═════ Source extract

Studio album by Crooked I
- Released: July 30, 2013
- Recorded: 2012–2013
- Genre: Hip-hop
- Length: 41:04
- Label: Treacherous C.O.B.; Empire Distribution;
- Producer: Tico Khrimian (exec.); Crooked I (also exec.); Cardo; Jonathan Elkaer; Luxe Beats; Mr. Porter; Sarom; Snaz; Streetrunner; Tabu;

Crooked I chronology
| In None We Trust EP (2011) | Apex Predator (2013) | Sex, Money and Hip-Hop (2014) |

Singles from Apex Predator
- "No Sleep Gang" Released: July 16, 2013;

= Apex Predator (Crooked I album) =

Apex Predator is the debut studio album by American rapper and Slaughterhouse member Crooked I. The album was released on July 30, 2013, by Treacherous C.O.B. and Empire Distribution. The album features guest appearances from K-Young, Tech N9ne and Tena Jones.

==Release and promotion==
On July 16, 2013, "No Sleep Gang" was released as the album's first single, along with the pre-order of the album. On July 25, 2013, the music video was released for "Yodo". On July 30, 2013, the music video was released for "Crook ‘n Porter". On August 9, 2013, the music video was released for "No Sleep Gang". On August 21, 2013, the music video was released for "Nobody Cares" featuring Tena Jones. On February 10, 2014, the music video was released for "Sumthin From Nuthin".

══════════

Task instructions
• a. Using the album page, decide whether each statement agrees with it: (i) Treacherous C.O.B. and Empire Distribution released the album; (ii) the album was recorded only in 2013; (iii) Tech N9ne is a guest on the album. Answer yes or no for each and quote the words that settle it.
• b. From the album page, copy the part that opens with the words containing "Singles from Apex" and closes with "and Tena Jones.".
The data is not needed here.

═════ Listed entries

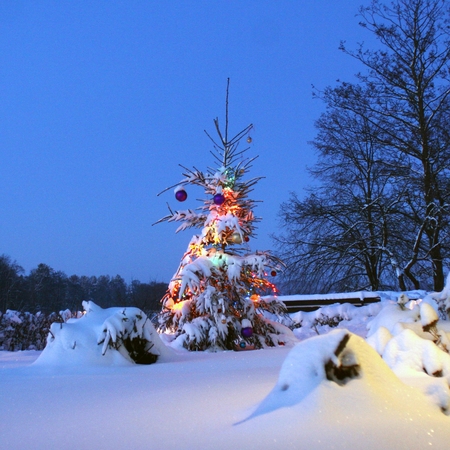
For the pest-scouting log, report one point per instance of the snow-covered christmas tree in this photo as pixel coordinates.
(220, 296)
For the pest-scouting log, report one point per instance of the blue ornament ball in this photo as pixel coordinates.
(247, 332)
(181, 195)
(219, 199)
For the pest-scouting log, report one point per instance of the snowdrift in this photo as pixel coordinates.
(112, 336)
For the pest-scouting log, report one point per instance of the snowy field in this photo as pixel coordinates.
(276, 398)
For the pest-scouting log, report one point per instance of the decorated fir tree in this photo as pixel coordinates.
(220, 297)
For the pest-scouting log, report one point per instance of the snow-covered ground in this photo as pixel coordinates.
(332, 390)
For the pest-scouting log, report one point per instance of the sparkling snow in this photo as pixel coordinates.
(276, 398)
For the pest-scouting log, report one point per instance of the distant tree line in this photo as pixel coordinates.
(47, 290)
(378, 216)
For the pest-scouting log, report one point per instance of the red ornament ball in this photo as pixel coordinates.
(219, 199)
(181, 195)
(247, 332)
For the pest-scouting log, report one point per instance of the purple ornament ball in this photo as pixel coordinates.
(219, 199)
(247, 332)
(181, 195)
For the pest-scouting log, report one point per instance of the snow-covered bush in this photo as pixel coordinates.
(26, 331)
(104, 337)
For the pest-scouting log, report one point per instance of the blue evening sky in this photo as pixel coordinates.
(101, 100)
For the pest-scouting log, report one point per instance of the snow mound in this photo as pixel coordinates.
(112, 336)
(339, 373)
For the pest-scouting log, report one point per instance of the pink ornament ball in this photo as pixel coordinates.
(247, 332)
(181, 195)
(219, 199)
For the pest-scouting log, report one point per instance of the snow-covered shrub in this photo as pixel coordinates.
(26, 331)
(104, 337)
(415, 343)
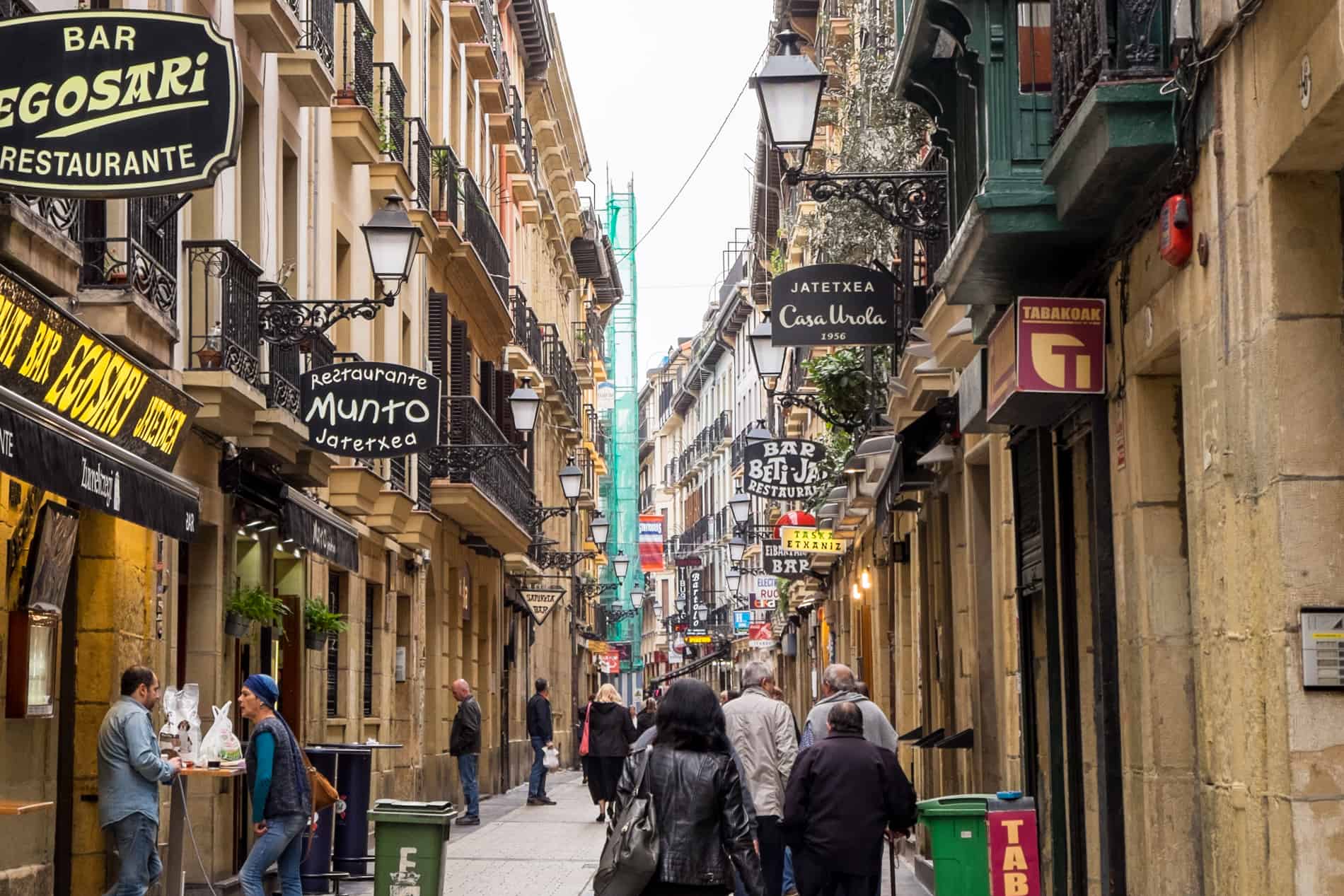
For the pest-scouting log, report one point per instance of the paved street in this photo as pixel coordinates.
(542, 851)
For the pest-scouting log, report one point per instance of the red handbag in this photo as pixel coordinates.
(588, 715)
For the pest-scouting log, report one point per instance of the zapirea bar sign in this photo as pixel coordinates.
(116, 104)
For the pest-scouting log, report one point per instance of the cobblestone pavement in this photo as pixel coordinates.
(546, 851)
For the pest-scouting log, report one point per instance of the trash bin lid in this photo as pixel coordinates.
(956, 805)
(410, 805)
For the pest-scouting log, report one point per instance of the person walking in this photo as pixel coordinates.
(645, 719)
(542, 734)
(705, 832)
(761, 730)
(464, 742)
(282, 796)
(129, 773)
(610, 735)
(839, 685)
(843, 796)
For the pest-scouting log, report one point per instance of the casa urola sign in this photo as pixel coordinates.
(115, 103)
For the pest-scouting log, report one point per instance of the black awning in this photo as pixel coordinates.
(42, 449)
(319, 530)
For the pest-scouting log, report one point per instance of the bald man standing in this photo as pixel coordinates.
(465, 743)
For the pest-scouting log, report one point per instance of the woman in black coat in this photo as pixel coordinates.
(610, 735)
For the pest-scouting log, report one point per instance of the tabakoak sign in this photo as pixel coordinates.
(833, 306)
(115, 103)
(370, 409)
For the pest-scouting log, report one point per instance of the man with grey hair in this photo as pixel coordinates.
(761, 731)
(839, 685)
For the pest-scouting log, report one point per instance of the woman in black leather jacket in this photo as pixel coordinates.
(703, 827)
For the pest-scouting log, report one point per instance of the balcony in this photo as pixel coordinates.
(355, 129)
(224, 337)
(492, 497)
(40, 235)
(128, 277)
(564, 386)
(1113, 125)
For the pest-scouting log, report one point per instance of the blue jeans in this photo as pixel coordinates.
(136, 837)
(282, 845)
(467, 764)
(537, 781)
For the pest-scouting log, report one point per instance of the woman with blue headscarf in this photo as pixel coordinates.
(282, 797)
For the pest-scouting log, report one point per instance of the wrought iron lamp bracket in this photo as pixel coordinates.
(286, 322)
(914, 200)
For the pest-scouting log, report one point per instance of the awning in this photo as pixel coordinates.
(45, 450)
(319, 530)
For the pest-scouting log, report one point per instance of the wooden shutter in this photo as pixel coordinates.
(437, 352)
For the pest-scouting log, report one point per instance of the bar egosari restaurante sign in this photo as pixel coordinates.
(784, 469)
(116, 104)
(833, 306)
(370, 409)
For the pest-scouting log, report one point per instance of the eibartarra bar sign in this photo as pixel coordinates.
(116, 103)
(369, 409)
(833, 306)
(784, 469)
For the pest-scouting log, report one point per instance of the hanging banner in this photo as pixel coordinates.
(833, 306)
(542, 601)
(811, 540)
(370, 409)
(784, 469)
(782, 564)
(651, 543)
(54, 361)
(116, 103)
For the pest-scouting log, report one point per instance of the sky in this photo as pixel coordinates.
(652, 85)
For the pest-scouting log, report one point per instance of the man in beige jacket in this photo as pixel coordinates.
(763, 734)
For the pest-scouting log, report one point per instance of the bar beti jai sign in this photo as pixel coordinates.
(107, 104)
(1043, 355)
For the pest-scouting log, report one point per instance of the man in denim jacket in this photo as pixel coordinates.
(129, 773)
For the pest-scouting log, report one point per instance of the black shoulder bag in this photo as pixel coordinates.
(631, 855)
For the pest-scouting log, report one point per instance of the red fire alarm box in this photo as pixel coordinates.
(1176, 238)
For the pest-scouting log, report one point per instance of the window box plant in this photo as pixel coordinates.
(322, 624)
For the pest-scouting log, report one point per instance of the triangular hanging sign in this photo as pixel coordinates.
(542, 601)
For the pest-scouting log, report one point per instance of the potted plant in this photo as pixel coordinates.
(441, 167)
(250, 605)
(320, 624)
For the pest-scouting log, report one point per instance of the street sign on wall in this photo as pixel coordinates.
(782, 469)
(370, 409)
(116, 103)
(833, 306)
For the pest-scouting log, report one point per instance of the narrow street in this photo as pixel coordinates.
(545, 851)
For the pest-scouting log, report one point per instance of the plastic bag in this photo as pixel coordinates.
(221, 743)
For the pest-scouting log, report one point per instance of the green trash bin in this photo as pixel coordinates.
(409, 846)
(958, 844)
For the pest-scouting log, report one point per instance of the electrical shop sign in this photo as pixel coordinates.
(542, 601)
(833, 306)
(784, 469)
(116, 103)
(370, 409)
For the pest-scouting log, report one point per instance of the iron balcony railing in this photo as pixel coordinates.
(282, 364)
(527, 331)
(503, 477)
(484, 234)
(357, 55)
(421, 164)
(445, 168)
(146, 258)
(320, 31)
(1097, 40)
(555, 364)
(224, 296)
(390, 110)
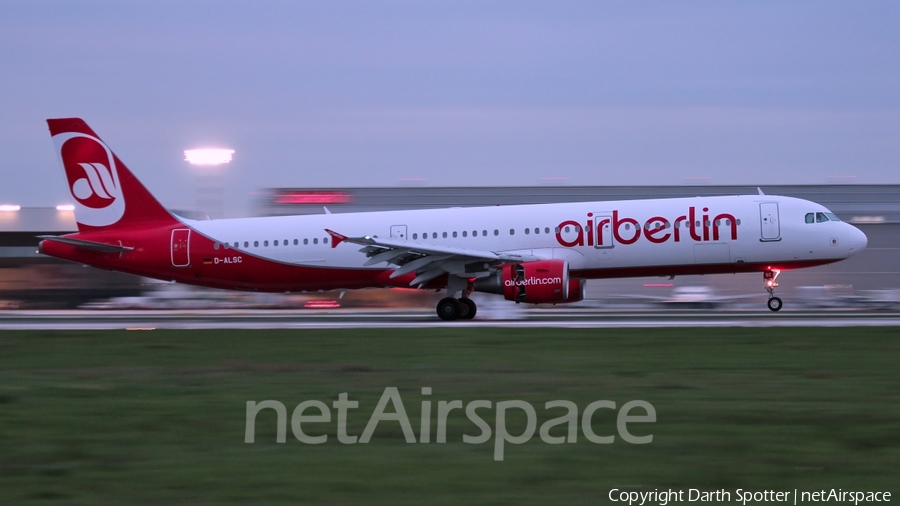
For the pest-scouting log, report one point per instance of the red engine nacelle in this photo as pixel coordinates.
(539, 282)
(576, 291)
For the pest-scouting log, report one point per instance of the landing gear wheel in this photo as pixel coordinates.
(467, 308)
(448, 309)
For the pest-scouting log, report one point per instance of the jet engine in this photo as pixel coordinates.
(539, 282)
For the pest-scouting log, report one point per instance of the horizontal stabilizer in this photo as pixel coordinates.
(88, 245)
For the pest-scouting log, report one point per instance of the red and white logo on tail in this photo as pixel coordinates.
(93, 178)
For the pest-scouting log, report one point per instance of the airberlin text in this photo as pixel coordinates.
(602, 231)
(534, 281)
(558, 430)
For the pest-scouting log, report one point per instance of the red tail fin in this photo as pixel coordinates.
(106, 193)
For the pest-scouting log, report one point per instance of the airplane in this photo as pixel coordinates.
(533, 254)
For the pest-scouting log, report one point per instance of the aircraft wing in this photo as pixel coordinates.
(428, 261)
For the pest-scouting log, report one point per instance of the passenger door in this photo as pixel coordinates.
(770, 226)
(181, 252)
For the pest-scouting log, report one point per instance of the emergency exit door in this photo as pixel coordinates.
(398, 232)
(770, 226)
(181, 244)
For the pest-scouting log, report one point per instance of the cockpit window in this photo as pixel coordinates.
(820, 217)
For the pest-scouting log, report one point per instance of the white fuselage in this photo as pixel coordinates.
(766, 230)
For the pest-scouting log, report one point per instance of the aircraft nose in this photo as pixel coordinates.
(856, 239)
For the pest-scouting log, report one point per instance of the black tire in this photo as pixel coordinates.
(448, 309)
(468, 308)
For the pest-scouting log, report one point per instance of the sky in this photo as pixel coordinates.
(385, 93)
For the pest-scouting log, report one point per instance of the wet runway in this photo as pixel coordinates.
(347, 319)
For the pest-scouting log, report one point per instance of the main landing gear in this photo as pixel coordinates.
(450, 309)
(769, 277)
(463, 308)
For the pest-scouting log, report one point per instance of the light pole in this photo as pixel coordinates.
(210, 182)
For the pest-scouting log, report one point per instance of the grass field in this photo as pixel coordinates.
(159, 417)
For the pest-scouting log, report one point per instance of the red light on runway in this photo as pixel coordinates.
(312, 197)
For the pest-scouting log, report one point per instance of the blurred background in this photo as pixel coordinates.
(401, 104)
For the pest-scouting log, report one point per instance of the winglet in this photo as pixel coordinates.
(336, 238)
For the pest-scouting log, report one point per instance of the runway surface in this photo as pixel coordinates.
(348, 319)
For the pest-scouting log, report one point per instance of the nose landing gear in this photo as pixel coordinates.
(769, 277)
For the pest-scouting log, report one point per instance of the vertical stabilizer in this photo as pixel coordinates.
(106, 193)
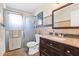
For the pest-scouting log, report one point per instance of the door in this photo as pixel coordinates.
(15, 37)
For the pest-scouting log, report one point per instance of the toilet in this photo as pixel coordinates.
(33, 46)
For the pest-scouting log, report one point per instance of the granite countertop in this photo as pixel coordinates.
(69, 41)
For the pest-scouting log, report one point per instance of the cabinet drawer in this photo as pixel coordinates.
(70, 51)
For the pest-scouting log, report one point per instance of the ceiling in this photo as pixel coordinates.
(28, 7)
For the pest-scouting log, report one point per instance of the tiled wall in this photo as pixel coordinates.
(46, 30)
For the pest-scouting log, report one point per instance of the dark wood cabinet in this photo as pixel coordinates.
(52, 48)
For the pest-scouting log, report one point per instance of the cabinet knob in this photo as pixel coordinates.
(51, 44)
(68, 51)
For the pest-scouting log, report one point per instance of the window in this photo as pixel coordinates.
(15, 21)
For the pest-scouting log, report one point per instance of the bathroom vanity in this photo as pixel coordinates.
(52, 47)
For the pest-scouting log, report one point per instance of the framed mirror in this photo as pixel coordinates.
(66, 16)
(39, 20)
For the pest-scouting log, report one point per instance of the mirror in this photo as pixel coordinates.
(66, 16)
(40, 19)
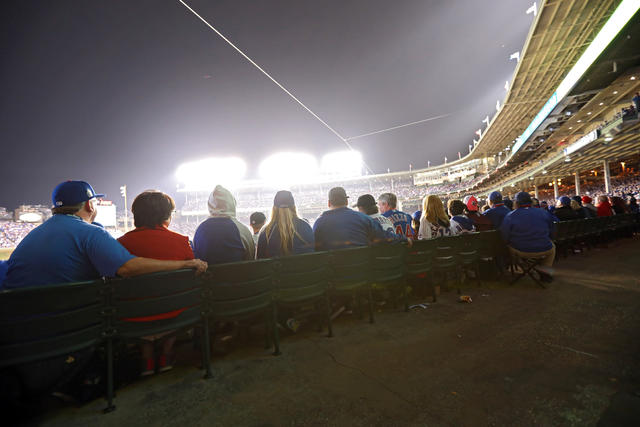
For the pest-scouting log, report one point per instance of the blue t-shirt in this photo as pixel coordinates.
(64, 249)
(527, 230)
(496, 214)
(303, 241)
(343, 228)
(217, 240)
(401, 222)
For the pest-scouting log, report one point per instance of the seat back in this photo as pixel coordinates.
(444, 255)
(490, 244)
(468, 244)
(301, 278)
(240, 289)
(47, 321)
(350, 268)
(419, 257)
(388, 262)
(154, 303)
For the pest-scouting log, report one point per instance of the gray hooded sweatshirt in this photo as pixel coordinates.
(222, 238)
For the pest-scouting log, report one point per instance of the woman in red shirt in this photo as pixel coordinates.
(152, 238)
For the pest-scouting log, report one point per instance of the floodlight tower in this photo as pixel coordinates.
(123, 192)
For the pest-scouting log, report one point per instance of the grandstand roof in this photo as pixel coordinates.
(562, 31)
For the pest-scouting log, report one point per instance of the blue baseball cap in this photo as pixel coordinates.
(71, 193)
(565, 201)
(523, 198)
(495, 197)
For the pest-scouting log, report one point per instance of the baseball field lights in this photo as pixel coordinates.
(342, 164)
(206, 173)
(289, 167)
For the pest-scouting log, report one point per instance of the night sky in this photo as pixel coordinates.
(122, 92)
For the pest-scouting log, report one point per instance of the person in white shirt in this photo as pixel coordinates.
(367, 205)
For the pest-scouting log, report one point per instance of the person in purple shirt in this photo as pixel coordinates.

══════════

Per-task outputs
• a.
(i) Yes: "The album was released on July 30, 2013, by Treacherous C.O.B. and Empire Distribution."
(ii) No: "Recorded: 2012–2013"
(iii) Yes: "The album features guest appearances from K-Young, Tech N9ne and Tena Jones."

• b.
Singles from Apex Predator
- "No Sleep Gang" Released: July 16, 2013;

= Apex Predator (Crooked I album) =

Apex Predator is the debut studio album by American rapper and Slaughterhouse member Crooked I. The album was released on July 30, 2013, by Treacherous C.O.B. and Empire Distribution. The album features guest appearances from K-Young, Tech N9ne and Tena Jones.